_The problem_.
What lines of the data hold the string "sleeve"? Copy them all.

====== Task data ======

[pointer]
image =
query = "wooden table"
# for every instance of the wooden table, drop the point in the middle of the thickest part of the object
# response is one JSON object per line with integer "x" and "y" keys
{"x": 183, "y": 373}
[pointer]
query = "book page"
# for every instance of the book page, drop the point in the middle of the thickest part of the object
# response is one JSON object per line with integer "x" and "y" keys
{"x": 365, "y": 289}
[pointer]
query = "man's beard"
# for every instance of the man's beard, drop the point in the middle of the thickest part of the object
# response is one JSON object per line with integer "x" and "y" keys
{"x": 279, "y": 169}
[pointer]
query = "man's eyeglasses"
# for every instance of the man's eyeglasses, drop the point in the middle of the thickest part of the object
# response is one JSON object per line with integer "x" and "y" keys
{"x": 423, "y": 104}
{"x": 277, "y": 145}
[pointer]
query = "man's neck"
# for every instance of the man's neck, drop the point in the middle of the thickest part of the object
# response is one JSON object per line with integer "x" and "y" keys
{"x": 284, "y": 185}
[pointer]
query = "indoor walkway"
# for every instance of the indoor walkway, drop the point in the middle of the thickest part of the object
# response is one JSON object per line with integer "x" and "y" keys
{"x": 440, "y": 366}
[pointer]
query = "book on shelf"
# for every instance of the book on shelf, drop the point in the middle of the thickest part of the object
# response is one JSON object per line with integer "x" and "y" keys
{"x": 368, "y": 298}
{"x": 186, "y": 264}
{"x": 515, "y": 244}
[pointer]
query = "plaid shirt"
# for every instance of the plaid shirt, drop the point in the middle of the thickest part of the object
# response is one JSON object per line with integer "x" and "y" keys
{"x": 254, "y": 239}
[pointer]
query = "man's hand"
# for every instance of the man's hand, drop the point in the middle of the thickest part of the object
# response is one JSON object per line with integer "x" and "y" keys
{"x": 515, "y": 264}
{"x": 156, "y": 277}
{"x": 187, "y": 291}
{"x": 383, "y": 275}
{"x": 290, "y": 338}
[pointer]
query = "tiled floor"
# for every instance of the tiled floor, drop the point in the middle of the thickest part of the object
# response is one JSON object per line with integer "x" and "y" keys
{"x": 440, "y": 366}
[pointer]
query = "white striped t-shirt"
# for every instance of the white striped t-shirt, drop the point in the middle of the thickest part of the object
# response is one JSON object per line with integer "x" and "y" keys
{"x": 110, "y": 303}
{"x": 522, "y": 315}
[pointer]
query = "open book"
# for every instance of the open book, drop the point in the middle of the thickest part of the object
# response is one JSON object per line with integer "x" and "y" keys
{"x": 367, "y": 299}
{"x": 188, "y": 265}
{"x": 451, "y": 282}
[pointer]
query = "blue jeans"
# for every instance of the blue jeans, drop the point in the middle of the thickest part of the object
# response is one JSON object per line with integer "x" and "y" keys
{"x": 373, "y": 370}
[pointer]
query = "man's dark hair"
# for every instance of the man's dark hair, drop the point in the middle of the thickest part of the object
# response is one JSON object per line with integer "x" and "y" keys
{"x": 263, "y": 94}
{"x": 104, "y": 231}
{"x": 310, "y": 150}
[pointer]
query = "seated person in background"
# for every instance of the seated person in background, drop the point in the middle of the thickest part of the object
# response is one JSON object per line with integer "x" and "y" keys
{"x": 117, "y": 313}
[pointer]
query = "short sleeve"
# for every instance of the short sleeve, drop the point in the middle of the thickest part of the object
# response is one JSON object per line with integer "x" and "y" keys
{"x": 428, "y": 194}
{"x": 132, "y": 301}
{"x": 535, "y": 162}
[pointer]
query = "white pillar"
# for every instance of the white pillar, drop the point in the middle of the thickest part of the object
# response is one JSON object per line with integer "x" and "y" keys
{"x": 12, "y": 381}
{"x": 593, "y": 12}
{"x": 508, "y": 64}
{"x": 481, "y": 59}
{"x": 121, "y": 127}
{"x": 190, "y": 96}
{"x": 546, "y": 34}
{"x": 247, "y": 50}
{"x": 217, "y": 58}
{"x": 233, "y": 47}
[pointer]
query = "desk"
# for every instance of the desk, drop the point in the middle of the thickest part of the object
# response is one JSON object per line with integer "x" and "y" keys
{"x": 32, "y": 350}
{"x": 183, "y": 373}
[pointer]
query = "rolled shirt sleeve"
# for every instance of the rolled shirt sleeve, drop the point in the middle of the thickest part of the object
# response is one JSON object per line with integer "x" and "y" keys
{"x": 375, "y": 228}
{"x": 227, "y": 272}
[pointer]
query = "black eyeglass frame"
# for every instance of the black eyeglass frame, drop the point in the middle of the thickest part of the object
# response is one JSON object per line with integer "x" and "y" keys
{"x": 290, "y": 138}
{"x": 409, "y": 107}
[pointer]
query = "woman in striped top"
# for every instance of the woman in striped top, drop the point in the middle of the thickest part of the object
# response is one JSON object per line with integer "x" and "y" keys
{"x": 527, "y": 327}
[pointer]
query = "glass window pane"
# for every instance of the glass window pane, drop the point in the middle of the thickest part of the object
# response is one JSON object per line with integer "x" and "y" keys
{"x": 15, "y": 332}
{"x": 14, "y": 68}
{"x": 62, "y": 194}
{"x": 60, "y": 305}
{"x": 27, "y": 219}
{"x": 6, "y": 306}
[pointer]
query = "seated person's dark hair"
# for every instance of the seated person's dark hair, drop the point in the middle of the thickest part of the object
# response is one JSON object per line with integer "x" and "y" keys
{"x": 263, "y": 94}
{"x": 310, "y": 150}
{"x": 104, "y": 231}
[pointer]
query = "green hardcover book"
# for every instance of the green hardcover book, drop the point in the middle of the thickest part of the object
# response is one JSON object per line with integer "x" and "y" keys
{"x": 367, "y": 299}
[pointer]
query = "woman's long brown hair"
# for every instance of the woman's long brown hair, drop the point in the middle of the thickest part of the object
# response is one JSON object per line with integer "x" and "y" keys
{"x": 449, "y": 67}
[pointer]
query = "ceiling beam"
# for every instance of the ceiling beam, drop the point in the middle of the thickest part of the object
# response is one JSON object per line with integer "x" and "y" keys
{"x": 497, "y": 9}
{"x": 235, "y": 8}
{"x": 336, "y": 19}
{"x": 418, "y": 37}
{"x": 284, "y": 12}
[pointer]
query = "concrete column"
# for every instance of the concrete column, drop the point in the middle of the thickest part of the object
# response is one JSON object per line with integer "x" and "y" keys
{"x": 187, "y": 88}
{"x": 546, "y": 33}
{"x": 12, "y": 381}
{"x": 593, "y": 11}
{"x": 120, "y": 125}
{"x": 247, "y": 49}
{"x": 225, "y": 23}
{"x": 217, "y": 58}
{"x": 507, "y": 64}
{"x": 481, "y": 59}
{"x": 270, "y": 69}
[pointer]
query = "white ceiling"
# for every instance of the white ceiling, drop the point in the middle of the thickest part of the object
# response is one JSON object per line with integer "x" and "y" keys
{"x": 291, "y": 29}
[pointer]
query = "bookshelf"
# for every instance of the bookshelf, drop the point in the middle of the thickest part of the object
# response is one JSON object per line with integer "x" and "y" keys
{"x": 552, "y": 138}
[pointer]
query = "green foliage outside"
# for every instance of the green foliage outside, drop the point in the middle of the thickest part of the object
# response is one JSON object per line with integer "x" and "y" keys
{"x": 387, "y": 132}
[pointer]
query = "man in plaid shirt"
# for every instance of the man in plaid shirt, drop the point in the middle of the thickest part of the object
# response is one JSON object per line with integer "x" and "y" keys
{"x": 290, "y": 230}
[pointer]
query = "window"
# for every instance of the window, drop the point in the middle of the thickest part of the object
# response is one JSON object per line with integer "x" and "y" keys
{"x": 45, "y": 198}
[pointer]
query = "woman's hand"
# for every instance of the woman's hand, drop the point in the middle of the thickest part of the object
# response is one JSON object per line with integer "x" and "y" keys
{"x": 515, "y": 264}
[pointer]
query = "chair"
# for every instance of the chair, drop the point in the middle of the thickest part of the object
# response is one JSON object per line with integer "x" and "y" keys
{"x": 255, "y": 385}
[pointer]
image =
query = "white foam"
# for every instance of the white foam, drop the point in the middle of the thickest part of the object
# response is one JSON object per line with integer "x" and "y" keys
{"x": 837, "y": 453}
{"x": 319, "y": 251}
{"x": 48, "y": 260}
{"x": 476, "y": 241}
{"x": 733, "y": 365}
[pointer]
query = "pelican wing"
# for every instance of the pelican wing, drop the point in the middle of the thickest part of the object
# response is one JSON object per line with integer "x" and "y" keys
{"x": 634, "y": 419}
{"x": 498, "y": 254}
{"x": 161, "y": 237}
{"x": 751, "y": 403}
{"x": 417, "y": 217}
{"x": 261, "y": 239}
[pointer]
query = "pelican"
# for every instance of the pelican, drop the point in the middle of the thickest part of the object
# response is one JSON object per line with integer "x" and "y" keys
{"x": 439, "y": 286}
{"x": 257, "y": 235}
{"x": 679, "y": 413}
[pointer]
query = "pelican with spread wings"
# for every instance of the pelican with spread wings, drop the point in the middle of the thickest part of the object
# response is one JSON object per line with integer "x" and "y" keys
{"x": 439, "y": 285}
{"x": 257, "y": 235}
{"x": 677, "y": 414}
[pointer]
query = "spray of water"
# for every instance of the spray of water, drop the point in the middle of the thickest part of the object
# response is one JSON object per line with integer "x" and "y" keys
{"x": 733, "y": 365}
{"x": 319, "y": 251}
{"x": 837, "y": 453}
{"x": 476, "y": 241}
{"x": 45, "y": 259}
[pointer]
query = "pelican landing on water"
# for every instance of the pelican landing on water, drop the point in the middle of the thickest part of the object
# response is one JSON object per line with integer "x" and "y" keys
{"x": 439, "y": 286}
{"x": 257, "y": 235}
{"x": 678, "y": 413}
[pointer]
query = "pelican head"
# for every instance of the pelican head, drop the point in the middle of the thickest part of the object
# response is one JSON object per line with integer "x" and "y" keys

======

_Answer to the problem_.
query = "short sleeve"
# for every instance of the short sleeve, drop the point in the middle of the thickest part of the object
query = "rolled shirt sleeve"
# for every instance of the rolled shirt sleeve, drop the point in the middle of the thickest part of the object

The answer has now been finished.